**Work task:**
Each line of the data below that includes the string "dust" must be copied.

[Opening Data for the task section]

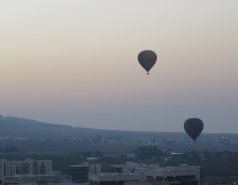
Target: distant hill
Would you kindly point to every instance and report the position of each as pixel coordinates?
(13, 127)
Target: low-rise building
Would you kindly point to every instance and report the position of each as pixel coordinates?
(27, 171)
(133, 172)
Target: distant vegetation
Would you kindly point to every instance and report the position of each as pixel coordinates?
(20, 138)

[Closing Data for the task section]
[Opening Data for the task section]

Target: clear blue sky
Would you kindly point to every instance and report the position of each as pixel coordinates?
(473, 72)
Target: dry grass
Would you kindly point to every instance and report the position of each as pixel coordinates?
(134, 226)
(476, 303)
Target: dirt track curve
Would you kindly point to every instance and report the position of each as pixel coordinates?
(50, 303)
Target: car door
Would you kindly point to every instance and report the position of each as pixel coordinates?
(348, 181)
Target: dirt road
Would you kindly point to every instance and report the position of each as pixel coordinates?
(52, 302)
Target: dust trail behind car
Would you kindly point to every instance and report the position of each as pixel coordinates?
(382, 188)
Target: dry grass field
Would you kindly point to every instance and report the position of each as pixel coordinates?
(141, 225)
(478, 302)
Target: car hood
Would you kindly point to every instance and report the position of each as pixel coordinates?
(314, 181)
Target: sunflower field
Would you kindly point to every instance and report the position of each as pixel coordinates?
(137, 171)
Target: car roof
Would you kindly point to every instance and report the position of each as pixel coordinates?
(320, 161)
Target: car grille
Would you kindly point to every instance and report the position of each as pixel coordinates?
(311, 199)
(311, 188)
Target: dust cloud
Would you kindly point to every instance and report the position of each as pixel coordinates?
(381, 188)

[Closing Data for the task section]

**Answer space:**
Target: dust trail behind car
Target: dust cloud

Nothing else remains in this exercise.